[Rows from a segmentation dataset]
□ □ □

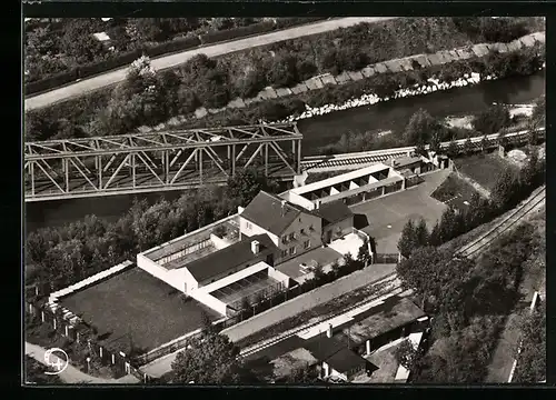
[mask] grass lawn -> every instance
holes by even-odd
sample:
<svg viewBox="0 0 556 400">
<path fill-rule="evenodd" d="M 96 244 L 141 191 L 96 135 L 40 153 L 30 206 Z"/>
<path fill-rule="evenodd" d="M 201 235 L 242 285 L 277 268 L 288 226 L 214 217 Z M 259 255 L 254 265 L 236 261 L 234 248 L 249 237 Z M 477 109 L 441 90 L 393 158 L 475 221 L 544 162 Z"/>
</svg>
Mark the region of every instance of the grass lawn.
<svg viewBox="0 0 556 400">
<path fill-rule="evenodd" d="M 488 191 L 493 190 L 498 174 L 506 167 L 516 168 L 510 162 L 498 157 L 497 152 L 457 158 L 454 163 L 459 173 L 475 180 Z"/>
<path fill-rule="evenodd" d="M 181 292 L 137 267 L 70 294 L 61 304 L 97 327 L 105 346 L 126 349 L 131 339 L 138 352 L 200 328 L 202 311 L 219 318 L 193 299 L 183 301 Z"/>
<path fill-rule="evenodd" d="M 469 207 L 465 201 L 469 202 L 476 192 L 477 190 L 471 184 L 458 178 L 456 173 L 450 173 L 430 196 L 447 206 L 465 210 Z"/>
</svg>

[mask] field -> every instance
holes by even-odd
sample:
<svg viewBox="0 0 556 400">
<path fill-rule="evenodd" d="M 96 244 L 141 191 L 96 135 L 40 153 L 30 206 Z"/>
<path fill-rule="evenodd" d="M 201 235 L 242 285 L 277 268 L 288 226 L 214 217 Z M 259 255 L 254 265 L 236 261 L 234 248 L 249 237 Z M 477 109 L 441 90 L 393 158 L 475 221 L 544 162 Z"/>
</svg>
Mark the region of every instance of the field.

□ □ □

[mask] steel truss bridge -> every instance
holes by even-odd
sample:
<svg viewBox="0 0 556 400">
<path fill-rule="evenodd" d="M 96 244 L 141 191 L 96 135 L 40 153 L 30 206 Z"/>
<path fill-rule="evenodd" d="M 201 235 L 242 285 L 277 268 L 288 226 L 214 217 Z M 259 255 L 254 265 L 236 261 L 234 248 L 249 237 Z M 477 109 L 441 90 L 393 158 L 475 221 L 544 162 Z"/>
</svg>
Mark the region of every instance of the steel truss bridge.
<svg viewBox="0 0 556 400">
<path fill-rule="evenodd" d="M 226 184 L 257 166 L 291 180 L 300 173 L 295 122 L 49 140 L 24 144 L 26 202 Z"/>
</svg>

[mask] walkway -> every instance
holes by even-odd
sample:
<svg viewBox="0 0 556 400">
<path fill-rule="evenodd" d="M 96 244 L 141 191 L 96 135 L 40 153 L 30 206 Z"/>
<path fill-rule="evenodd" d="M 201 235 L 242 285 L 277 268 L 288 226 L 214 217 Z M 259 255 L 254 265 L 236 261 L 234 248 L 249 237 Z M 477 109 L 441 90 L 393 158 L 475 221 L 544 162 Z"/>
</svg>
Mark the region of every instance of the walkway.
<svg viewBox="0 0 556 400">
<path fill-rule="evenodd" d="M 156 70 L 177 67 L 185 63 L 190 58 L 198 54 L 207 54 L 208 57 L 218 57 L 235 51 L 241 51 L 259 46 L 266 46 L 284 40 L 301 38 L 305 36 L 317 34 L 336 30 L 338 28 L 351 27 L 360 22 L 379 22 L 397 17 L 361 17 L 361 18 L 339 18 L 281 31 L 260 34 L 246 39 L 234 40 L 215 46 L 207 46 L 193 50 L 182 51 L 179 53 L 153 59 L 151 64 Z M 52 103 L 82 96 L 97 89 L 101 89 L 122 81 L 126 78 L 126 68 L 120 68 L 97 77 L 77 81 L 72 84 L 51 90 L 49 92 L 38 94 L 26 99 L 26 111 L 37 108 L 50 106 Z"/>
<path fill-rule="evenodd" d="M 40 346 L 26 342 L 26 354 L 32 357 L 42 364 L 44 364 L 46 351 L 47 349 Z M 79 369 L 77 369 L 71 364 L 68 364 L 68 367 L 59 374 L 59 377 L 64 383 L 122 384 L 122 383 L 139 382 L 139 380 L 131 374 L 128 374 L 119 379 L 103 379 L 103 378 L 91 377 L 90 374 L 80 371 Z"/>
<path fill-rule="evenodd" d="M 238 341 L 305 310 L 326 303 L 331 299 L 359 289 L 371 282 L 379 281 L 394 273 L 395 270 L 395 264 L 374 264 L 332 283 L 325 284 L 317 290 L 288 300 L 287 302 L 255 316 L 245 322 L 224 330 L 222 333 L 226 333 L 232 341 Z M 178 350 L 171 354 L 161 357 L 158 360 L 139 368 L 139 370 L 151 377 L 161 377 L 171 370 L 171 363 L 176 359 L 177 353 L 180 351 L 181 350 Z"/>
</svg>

□ □ □

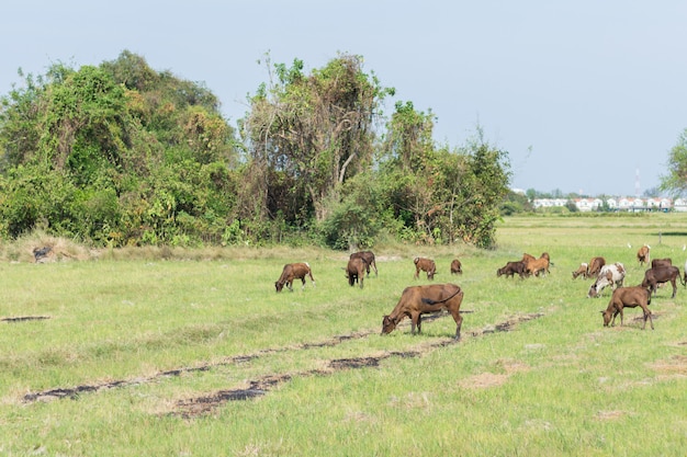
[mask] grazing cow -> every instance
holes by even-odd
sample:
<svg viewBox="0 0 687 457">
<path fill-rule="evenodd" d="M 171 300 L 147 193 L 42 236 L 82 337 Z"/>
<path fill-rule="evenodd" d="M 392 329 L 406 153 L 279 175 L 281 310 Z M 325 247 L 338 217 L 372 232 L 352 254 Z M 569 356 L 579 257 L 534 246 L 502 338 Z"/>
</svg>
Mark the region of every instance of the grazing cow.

□ □ □

Retype the lines starting at the one containing "[mask] grazing cow -> every instance" and ending at the one containing "Mark the region of every instance of the grazing", both included, with no changes.

Result below:
[mask] grazing cow -> every instance
holes by even-odd
sample:
<svg viewBox="0 0 687 457">
<path fill-rule="evenodd" d="M 171 300 L 147 193 L 42 236 L 82 337 Z"/>
<path fill-rule="evenodd" d="M 392 329 L 406 153 L 279 175 L 281 310 Z M 325 247 L 338 217 L 372 232 L 352 254 Z M 569 356 L 579 257 L 534 246 L 502 338 Z"/>
</svg>
Mark the region of every instance of the grazing cow.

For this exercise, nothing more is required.